- **What to do**
Copy out word for word the lines of the items below, starting with the line that contains "staircase in the photo above." and going on through the line that contains "(1280, 100)", both included.

- **Records to process**
───

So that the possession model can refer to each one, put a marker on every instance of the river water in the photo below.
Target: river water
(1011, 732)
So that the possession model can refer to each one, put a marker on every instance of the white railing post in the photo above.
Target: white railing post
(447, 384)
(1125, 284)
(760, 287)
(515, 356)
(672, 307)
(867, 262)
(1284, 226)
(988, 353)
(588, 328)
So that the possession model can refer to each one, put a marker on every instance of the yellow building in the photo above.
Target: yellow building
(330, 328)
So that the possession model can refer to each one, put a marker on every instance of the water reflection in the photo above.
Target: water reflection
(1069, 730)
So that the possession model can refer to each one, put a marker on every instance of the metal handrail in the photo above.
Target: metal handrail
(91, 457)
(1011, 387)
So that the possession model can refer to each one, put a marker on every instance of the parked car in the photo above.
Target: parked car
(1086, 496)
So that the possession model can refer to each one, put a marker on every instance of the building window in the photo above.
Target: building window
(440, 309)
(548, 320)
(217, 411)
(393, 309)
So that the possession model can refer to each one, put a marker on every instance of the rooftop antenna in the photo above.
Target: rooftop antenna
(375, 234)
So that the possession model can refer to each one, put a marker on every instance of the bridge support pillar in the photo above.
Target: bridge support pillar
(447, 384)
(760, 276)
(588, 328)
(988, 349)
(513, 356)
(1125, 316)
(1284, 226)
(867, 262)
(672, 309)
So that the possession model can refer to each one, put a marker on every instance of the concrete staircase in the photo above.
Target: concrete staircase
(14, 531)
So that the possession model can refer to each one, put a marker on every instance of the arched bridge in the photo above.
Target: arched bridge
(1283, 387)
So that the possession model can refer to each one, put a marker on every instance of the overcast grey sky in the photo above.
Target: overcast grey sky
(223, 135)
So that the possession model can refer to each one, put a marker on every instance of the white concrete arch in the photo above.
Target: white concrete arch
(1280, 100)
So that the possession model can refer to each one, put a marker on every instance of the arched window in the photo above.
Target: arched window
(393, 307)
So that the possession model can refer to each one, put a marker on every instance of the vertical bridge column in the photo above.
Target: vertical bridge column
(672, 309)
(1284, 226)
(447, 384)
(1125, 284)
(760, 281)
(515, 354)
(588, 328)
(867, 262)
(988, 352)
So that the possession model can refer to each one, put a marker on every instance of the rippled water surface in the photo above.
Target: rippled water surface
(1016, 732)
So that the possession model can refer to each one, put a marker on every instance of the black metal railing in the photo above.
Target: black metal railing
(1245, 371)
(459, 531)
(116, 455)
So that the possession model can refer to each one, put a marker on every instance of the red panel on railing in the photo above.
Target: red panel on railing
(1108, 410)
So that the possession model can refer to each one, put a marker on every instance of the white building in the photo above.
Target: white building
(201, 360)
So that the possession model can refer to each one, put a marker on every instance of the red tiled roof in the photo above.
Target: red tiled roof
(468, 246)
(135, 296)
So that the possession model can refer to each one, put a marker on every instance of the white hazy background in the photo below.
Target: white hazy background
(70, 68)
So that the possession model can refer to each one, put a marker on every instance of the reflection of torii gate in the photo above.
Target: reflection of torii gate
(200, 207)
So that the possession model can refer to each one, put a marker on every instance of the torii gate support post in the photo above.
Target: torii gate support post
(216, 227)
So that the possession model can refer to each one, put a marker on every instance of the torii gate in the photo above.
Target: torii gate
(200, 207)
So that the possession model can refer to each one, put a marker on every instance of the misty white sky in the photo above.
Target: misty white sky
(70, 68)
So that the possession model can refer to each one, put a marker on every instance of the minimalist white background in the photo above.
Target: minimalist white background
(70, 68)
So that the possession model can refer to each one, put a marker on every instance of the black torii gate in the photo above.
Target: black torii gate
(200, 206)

───

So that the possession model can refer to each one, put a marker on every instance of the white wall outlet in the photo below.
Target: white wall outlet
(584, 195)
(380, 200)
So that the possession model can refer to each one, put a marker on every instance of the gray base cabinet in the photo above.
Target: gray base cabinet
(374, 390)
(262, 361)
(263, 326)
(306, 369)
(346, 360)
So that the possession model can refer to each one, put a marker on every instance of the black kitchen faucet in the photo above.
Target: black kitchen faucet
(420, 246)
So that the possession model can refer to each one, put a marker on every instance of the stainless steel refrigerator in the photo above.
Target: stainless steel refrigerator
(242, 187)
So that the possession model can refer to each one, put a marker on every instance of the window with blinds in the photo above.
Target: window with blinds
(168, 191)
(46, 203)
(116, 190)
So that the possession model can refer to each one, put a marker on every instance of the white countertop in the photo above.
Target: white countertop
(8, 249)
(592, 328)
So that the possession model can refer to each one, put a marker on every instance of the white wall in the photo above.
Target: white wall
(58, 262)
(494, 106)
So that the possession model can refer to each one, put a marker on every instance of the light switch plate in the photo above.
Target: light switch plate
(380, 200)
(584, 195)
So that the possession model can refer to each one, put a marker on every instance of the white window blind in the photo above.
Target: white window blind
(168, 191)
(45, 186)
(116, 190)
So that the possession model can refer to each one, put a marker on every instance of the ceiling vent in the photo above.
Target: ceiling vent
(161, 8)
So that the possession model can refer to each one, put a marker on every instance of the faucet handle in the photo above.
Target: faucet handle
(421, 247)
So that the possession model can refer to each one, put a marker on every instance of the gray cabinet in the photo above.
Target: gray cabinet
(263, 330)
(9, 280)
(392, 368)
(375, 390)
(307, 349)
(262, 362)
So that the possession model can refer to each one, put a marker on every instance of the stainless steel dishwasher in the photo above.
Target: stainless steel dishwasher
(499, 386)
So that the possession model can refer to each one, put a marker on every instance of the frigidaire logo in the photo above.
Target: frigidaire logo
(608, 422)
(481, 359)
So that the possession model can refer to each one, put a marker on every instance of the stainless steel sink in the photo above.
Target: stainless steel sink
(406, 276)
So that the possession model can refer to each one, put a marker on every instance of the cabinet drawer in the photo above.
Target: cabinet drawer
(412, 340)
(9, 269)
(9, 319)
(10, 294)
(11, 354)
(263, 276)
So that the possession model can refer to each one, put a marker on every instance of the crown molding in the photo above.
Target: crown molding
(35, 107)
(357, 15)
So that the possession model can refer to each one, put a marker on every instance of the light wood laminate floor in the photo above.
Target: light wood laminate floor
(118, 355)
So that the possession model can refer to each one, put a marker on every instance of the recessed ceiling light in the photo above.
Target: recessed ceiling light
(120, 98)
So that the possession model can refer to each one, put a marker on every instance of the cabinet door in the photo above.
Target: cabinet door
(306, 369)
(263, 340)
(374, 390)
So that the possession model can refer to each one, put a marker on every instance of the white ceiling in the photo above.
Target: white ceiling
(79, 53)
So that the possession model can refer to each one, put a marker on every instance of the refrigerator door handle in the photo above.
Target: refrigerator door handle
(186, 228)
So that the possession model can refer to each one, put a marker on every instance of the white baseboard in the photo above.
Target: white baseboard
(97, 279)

───

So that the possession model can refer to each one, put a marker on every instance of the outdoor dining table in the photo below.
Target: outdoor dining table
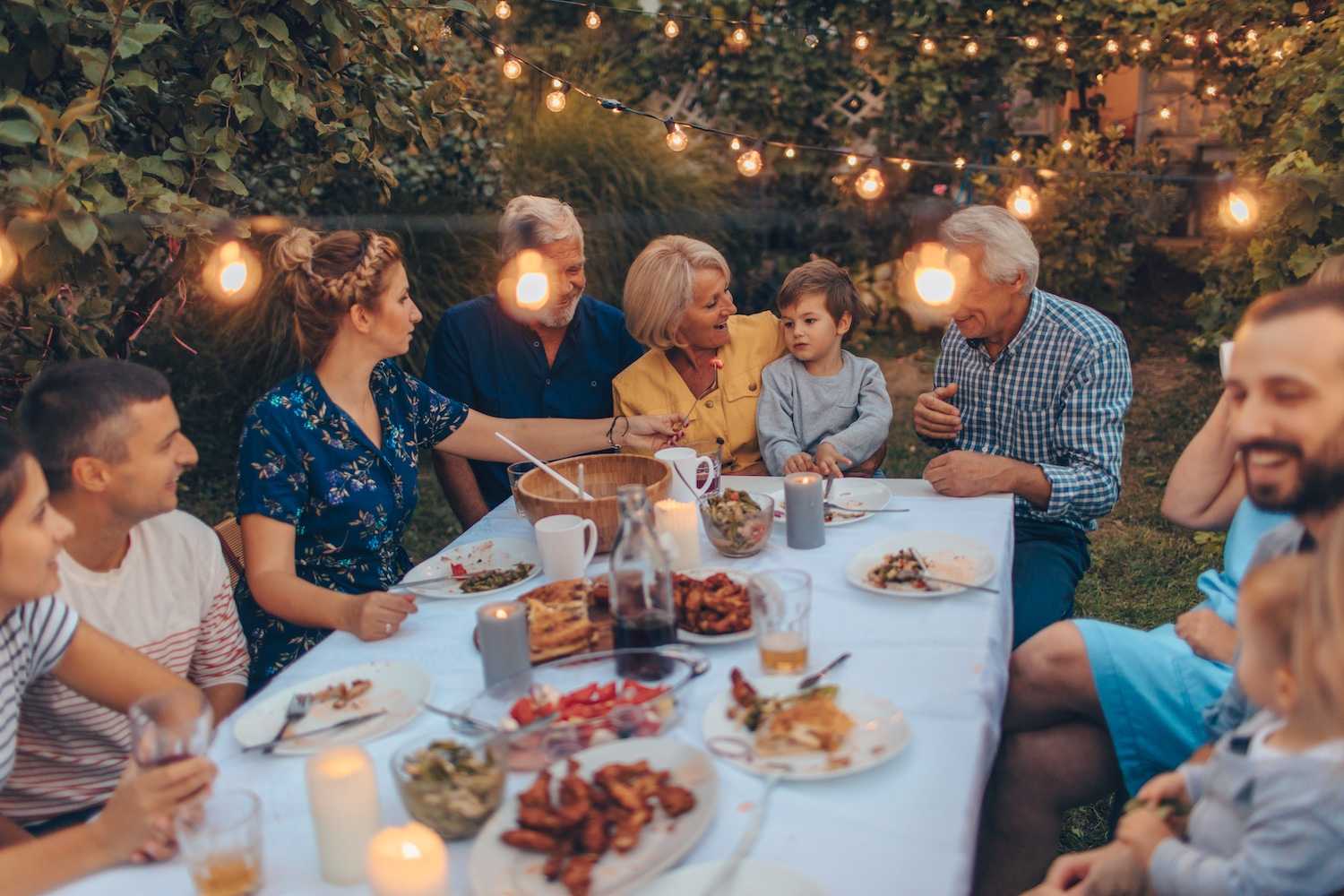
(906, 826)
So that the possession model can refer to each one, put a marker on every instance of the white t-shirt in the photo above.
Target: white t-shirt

───

- **Written solution**
So that the possession model can refer to each one, put a marker on every instance of the concrete staircase in the photo above.
Target: concrete staircase
(14, 531)
So that the possession model can refer to each one, put a marker on every instance of the arched bridge in the photo above.
Target: arched bridge
(1283, 387)
So that the possession model can refer to each one, put a marker on every instance of the overcast grey sky in the photo above.
Target: overcast grey sky
(223, 135)
So that the possession model can refer to each one, put a marker on every instance of the white concrete arch in the photo above.
Target: white concrete arch
(1280, 100)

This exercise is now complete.